■ **Instructions for the task**: Scan the listing below. Report each line that includes "rough".
*** Supplied material ***
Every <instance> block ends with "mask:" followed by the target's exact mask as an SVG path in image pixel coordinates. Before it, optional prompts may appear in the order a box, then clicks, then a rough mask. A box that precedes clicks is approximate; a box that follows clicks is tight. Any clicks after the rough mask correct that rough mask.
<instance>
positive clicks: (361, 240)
***
*** Supplied material ***
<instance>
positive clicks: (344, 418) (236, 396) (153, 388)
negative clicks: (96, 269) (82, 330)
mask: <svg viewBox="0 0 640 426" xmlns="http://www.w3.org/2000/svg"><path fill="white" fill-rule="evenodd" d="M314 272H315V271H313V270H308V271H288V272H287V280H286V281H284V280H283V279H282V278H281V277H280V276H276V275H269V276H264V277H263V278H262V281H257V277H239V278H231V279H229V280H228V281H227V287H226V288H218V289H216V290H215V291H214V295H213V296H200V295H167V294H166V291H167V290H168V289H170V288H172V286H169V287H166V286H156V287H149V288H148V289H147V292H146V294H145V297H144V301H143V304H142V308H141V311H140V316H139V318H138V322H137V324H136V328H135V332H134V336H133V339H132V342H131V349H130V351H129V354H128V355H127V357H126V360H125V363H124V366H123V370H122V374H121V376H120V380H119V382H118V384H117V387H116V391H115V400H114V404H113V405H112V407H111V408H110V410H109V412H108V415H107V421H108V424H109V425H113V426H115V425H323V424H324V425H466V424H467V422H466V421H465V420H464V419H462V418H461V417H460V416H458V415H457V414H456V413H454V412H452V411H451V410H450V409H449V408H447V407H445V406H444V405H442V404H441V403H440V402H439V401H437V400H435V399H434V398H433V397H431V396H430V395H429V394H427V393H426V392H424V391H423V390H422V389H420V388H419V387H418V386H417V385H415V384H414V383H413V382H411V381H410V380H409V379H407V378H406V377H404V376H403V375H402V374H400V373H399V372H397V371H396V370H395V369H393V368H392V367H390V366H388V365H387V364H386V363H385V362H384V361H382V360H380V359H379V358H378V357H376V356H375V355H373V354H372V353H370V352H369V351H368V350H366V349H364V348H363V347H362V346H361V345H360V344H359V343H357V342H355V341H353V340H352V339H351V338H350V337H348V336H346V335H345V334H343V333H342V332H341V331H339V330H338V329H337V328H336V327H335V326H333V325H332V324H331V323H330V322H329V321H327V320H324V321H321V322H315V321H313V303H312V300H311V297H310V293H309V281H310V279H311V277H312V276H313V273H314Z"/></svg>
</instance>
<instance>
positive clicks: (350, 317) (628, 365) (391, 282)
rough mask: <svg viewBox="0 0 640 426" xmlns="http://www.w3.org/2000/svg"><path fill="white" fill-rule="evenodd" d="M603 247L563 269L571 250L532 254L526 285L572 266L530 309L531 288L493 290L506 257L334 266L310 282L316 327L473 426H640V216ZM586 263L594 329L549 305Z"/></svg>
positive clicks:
***
■ **Response area**:
Every <instance> block ends with "mask:" followed by the target's exact mask as an SVG path in image pixel coordinates. Before it, optional prompts may appear in the order a box, then clicks, then a rough mask. A box that precedes clicks is approximate; a box that follows clicks is tight. Any clicks after the rough mask correct that rough mask.
rough mask: <svg viewBox="0 0 640 426" xmlns="http://www.w3.org/2000/svg"><path fill="white" fill-rule="evenodd" d="M603 247L563 269L571 250L532 254L526 285L572 266L530 309L531 288L493 290L506 257L334 266L310 282L316 327L473 426H640V216ZM586 263L594 329L549 305Z"/></svg>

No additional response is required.